▶ _ASSIGNMENT_:
Carry none of the pictures over; write out the complete data exactly.
##### SUPPLIED INFORMATION #####
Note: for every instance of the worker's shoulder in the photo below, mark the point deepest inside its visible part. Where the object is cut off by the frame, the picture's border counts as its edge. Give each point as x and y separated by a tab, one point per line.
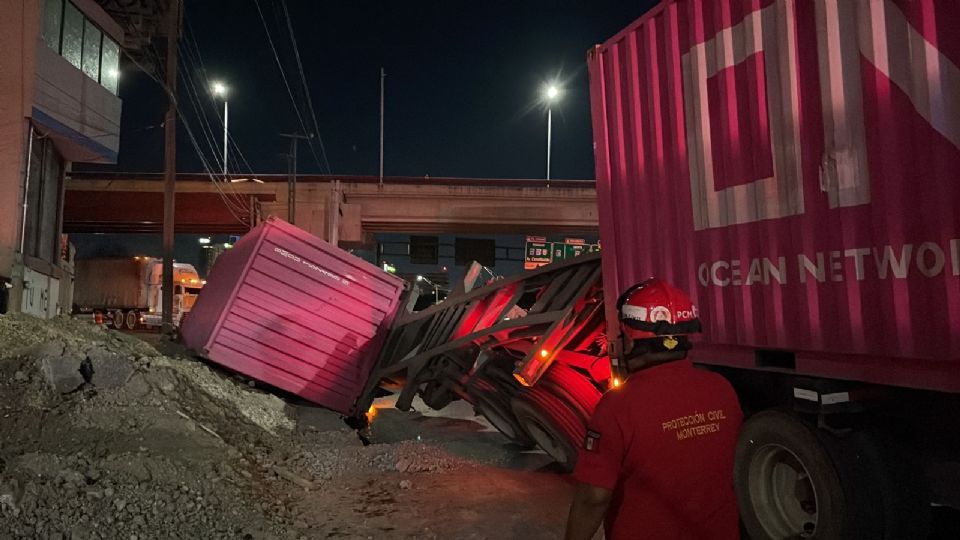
674	376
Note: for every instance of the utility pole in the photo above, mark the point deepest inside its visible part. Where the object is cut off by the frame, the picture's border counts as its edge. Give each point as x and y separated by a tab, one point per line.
383	76
292	174
170	166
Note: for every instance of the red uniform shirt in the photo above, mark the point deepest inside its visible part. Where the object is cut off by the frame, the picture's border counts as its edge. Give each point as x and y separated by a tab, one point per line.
664	444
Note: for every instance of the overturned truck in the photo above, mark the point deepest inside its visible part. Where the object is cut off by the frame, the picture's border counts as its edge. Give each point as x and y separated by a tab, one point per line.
288	309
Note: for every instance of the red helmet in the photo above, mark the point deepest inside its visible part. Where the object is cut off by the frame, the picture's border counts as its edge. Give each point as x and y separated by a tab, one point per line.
656	308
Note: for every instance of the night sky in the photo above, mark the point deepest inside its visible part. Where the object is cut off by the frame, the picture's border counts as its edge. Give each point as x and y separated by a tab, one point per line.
462	87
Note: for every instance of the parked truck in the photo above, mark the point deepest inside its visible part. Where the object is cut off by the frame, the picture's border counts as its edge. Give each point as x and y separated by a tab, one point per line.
127	292
793	166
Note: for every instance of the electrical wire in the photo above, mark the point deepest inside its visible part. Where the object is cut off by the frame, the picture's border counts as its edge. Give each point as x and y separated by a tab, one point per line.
286	82
306	88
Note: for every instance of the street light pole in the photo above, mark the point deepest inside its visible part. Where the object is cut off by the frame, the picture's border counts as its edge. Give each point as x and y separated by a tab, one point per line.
549	133
550	95
292	174
226	146
220	90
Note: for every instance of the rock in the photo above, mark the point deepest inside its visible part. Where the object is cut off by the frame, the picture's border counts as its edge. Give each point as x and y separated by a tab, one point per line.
109	370
62	374
47	349
137	386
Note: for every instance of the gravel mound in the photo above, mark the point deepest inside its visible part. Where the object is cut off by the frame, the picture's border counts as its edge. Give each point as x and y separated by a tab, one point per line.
102	436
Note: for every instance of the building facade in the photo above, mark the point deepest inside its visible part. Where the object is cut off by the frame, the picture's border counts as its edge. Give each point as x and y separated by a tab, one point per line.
59	75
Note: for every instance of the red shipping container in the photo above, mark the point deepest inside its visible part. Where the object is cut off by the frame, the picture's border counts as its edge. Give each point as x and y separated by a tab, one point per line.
289	309
793	165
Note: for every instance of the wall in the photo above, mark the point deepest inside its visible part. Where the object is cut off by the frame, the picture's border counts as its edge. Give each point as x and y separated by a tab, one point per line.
19	25
82	116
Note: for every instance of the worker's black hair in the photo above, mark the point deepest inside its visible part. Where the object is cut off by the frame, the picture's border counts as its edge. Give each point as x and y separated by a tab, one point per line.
652	351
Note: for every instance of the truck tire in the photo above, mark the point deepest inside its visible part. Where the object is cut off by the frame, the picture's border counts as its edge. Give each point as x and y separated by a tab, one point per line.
575	389
132	319
552	423
117	319
493	403
786	483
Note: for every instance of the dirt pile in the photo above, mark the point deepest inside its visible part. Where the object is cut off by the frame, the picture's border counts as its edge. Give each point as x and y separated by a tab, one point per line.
104	437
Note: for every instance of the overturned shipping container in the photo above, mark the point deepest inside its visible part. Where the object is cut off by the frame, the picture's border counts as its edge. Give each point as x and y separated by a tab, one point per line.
288	309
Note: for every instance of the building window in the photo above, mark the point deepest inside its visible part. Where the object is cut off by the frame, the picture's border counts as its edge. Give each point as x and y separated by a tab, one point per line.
482	250
424	249
42	227
110	65
77	39
91	50
72	44
52	21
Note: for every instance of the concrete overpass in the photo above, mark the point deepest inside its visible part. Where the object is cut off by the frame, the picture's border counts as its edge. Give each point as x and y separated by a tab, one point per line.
345	209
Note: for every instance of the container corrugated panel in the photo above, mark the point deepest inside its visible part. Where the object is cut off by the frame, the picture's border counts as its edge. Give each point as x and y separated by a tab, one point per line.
288	309
794	166
109	283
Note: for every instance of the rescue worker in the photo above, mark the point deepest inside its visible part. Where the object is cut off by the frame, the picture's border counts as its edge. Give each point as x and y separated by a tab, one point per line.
657	461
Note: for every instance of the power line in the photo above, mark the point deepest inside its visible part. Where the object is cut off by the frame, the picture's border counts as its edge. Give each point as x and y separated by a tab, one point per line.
286	82
306	88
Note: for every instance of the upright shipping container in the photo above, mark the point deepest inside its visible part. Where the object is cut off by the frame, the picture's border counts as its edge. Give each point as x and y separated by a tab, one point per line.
793	164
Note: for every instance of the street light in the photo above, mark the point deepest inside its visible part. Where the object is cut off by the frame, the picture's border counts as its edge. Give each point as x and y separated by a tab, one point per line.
220	90
550	94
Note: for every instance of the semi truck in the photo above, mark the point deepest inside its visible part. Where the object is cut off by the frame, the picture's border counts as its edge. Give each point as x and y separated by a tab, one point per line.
791	165
128	293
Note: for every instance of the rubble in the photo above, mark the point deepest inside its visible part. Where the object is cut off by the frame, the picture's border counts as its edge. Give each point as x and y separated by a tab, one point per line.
105	437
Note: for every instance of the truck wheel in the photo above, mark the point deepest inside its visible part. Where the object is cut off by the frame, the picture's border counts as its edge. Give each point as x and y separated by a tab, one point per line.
574	388
131	319
493	403
786	483
552	423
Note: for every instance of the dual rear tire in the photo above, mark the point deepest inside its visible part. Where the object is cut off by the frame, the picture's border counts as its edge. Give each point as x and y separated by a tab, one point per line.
794	480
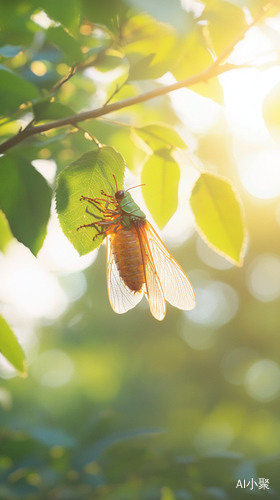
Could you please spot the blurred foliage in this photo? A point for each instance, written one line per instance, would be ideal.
(150, 411)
#####
▶ _TASK RESPONSE_:
Note: for every instance of the worker's shoulder in the photo below, mark the point deepest inside its visible part. Where the object is cut off by the frame, the picture's border counts as its edge. Give each point as x and y separated by a tab, one point per line.
674	376
Note: for every instance of the utility pole in the photo above, mark the point deepest inside its visible part. Where the object is cut off by the frame, the picture's border counts as its edge. Give each point as x and y separated by a tab, one point per line.
383	76
292	174
170	166
Note: for every instance of the red uniform shirt in the photo above, mark the point deepest inside its visible part. Where the object is cut off by the frame, the picture's border counts as its edge. Give each point as x and y separated by a tab, one point per line.
664	444
Note: for every instance of the overturned truck in the photo above, mark the point deepest inside its visible part. Where the object is cut off by the frame, the picture's border counts as its edge. Give each point as x and y separated by a tab, one point per line.
288	309
Note: for every instance of the red helmet in the photo above, mark the point deepest inside its visible part. Where the object is cut off by the frame, the picture's border counts as its edge. Give each point as x and y separated by a tab, one point per line.
656	308
Note: for every instance of the night sky in the photo above, mark the point deepest inside its visible part. Where the object is cut off by the frame, the picture's border counts as its edge. Give each point as x and y separated by a tab, one point per line.
462	87
Note: for every instance of the parked truck in the photo above, mark the point deepest inside its visible part. Where the object is cut off by the frame, the picture's border counts as its edge. Give each point as x and y separated by a tab, one point per line.
127	292
793	166
Note: for every instance of the electrical wire in the photo above, mark the point deepest inside its visible part. Where the object is cut off by the frame, the picture's border counts as its edge. Give each point as x and y separated by a tab, one point per line.
286	82
306	88
Note: for every instance of the street light pole in the photo above, mark the point deepest inside its visible part. Where the object is cut off by the frame, the picture's border counts as its edge. Give each point as x and y separated by a tab, one point per line.
549	133
550	95
292	174
226	146
220	90
Note: for every instance of the rock in the photo above, mark the point deepest inside its visible part. Where the object is cut off by the frame, the picture's border counts as its edge. Give each point as x and y separated by a tab, one point per line.
109	370
62	374
47	349
137	386
Note: for every instance of the gravel mound in the photo above, mark the point deepest inside its visible part. Where the object is cut off by the frame, the picture's border counts as its edge. Give each point as x and y separated by a tab, one point per line.
102	436
Note: for every instance of the building facade in the photo above, mark the point deepest inside its visible part. Where the object is cut off by the frame, the picture's border counts as its edge. Give each point as x and y separated by a tab, one point per line.
59	75
Note: for every instance of the red shipping container in the photo above, mark the point deepest inside its visible part. Where the object is cut off by the frame, the picture's border counts as its edge. Give each point as x and y separated by a tab, one point per line.
289	309
793	165
Note: for every instance of the wall in the photo above, mark the point deepest inside its visible part. Where the object is cut off by the frame, the picture's border counts as its edge. Give each point as x and y separated by a tab, one point per line.
19	25
82	116
Note: for every instance of the worker's black hair in the photo above, mark the point deepest inside its visible part. Where the object is cut off by the frame, the picture's border counts as its edge. Give each point as x and y separated by a tab, one point per line.
652	351
Note: for every instance of the truck tire in the photo above, mark the point deepest inside its visible part. Where the object is cut off by the frame, the picture's border counts as its edge. Give each point as x and y separated by a tab, one point per line.
575	389
132	319
552	423
117	319
493	403
786	483
Note: for every instance of the dirt pile in the photo above, mark the point deepest inside its visible part. Where the object is cut off by the frame, the picture's border counts as its edge. Give each point as x and y separated by a tab, one point per line.
104	437
Note: for every instance of the overturned shipping container in the photo above, mark the point deepest inside its visible part. Where the object is cut off by the frame, the picture's border counts as its edge. Give each point as x and y separated by a tab, one point per line.
288	309
Note: for every instance of the building window in the photo above, mark the point deepest inside its visible part. Where the object is cut off by the frame, the picture's border counts as its edge. Give each point as x and y separated by a tab, one point per line.
482	250
424	249
42	227
110	65
77	39
91	50
72	44
52	21
Note: for every instance of the concrete overpass in the photo above, mark the point deepest inside its visible part. Where the object is cut off by the frame, the picture's border counts as its edge. Give each point as x and y separated by a tab, one point per line.
345	209
Note: for every instance of the container corrugated panel in the photo above, mark the point deepest inside its visible part. Where the object is cut off by the frame, the picture's border counts as its edge. Give each point as x and y separated by a tab, one point per line.
288	309
794	166
109	283
Note: for every instance of the rescue worker in the photo above, mark the point deepest inside its visible part. Where the object is cut off by the frame, the picture's border counts as its edge. Give each point as x and y separated by a tab, one point per line.
657	461
Note: for every instance of the power line in the photo above, mark the point deepest inside its visible part. Where the object is cut off by the frame, the picture's border counts as its edge. Give each point as x and y separated by a tab, one point per line.
286	82
306	88
Note: for every instance of the upright shipping container in the photo above, mark the point deepest inside its visible part. Where the object is cut off by the frame, the picture's border counts as its edge. Give each point as x and y separated by a tab, one point per line.
793	164
Note: for every instance of the street light in the photo above, mark the point deepest inside its visible part. Where the object is cut off by the frame, the picture's border counts as its edge. Give each point as x and y separated by a tab, one point per line.
220	90
550	94
Note: for every instance of the semi truck in the photo above, mark the point deepest inside its visible part. Where the object is cut off by the frame, the picture's border counts as its edge. Give each point as x and y separated by a tab, one point per line.
791	165
128	293
Note: for every instance of the rubble in the photo above, mark the point deepest inside its visible part. Where the object is cut off by the frame, the picture's border counts as its edge. Give each point as x and y separated by a tab, one point per line.
105	437
Note: for every instance of the truck wheel in the photo above, mark the point deepest inside its visible part. Where the object is cut off by the frame, the picture's border counts as its edge. Give each point as x and y separated by a tab, one point per line.
574	388
131	319
493	403
786	483
552	423
Note: for every instance of the dual rear tire in the photo above, mark the point deepest inside its visible part. Where the object is cut off by the frame, the picture's border counts as its edge. Give each point as x and y separated by a tab, one point per line.
794	480
Could you please spot the blurred foliage in this photo? A point for each instance, written one line per instance, would be ideal.
(150, 411)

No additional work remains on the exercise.